[Data extract]:
'''

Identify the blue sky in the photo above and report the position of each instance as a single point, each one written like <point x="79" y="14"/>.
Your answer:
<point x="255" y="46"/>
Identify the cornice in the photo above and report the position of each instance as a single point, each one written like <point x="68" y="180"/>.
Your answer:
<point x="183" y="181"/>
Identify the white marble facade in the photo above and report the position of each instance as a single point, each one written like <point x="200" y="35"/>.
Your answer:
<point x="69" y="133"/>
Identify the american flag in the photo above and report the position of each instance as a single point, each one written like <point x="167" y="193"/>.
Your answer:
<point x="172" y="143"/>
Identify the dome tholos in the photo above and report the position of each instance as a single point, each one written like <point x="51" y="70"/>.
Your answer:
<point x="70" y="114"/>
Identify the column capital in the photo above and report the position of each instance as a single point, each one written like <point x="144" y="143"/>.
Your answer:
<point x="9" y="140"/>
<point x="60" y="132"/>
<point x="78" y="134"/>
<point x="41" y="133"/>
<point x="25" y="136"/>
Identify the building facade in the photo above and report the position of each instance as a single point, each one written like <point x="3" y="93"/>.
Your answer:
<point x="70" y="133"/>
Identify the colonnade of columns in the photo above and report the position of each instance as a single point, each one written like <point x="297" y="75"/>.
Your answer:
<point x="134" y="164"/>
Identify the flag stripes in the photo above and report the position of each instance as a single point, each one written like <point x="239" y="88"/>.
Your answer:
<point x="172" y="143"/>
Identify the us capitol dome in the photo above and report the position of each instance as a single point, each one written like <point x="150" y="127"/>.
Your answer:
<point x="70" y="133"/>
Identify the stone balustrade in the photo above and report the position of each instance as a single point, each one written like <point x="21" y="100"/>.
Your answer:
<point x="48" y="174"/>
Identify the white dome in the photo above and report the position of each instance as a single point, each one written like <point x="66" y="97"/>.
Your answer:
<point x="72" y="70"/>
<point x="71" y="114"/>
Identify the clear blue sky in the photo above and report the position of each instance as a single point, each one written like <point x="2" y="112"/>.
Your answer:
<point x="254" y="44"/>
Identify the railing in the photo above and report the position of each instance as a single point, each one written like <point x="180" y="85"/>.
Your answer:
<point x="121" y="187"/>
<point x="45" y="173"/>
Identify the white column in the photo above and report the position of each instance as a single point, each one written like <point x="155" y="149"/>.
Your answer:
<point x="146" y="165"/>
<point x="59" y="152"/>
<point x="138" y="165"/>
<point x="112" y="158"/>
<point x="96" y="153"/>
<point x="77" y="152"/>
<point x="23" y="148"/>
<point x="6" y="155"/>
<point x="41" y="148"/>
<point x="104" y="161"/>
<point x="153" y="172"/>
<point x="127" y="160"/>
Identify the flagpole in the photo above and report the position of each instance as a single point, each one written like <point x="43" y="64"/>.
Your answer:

'''

[Written request]: Copy out every one of the rows above word for word, leaving each line unchanged.

[Finished answer]:
Identify the blue sky in the photo above and report the position of each instance as a single point, each one written like <point x="79" y="14"/>.
Your answer:
<point x="255" y="46"/>
Identify the cornice in the photo above and report the position of each instance as a single point, each one written like <point x="68" y="180"/>.
Your answer:
<point x="183" y="181"/>
Identify the white marble facade in the photo above and report the position of each instance as a single point, each one written like <point x="200" y="35"/>.
Your answer:
<point x="69" y="133"/>
Identify the american flag in the photo above and report the position of each instance as a single point, each one written like <point x="167" y="193"/>.
Your answer:
<point x="172" y="143"/>
Identify the dome tholos in the photo above and report the position of each instance as a single point, each one written like <point x="51" y="70"/>.
Your answer:
<point x="70" y="114"/>
Identify the column capital in the photo above and report the position of each instance as a single point, each one written like <point x="144" y="143"/>.
Your answer:
<point x="9" y="140"/>
<point x="60" y="132"/>
<point x="78" y="134"/>
<point x="41" y="133"/>
<point x="25" y="136"/>
Identify the building facade in the photo above and report the position of each instance as a single point, each one written like <point x="3" y="93"/>.
Your answer:
<point x="70" y="133"/>
Identify the colonnade of columns in the photo above and report the position of each instance as a single point, each one written like <point x="297" y="75"/>.
Your answer:
<point x="134" y="164"/>
Identify the flag stripes in the photo above and report the position of each instance as a single point, each one written like <point x="239" y="88"/>.
Your answer:
<point x="172" y="143"/>
Identify the us capitol dome in the photo above and report the position of each instance as a single point, each one written like <point x="150" y="127"/>.
Your answer:
<point x="70" y="133"/>
Identify the stone balustrade in the photo above and report the position of each instance as a single point, each one written like <point x="21" y="100"/>.
Your answer:
<point x="48" y="174"/>
Identify the white dome in the photo above and report the position of each instance as a single point, each one written like <point x="66" y="97"/>.
Your answer:
<point x="72" y="70"/>
<point x="71" y="114"/>
Identify the clear blue sky in the photo above and report the position of each instance as a single point, each one written like <point x="2" y="112"/>.
Your answer:
<point x="254" y="44"/>
Identify the railing in the photo above and report the position of each instance as a single point, each one written like <point x="180" y="85"/>.
Your answer:
<point x="121" y="187"/>
<point x="45" y="173"/>
Identify the white column in the photo above and report the position of each instance as a single point, each one written like <point x="155" y="149"/>.
Your answer:
<point x="146" y="165"/>
<point x="59" y="152"/>
<point x="138" y="165"/>
<point x="112" y="158"/>
<point x="96" y="153"/>
<point x="77" y="152"/>
<point x="23" y="148"/>
<point x="6" y="155"/>
<point x="41" y="148"/>
<point x="104" y="161"/>
<point x="153" y="172"/>
<point x="127" y="160"/>
Identify the flagpole in the photo above and report the position of each instance as a single point, each one written like <point x="43" y="64"/>.
Your answer:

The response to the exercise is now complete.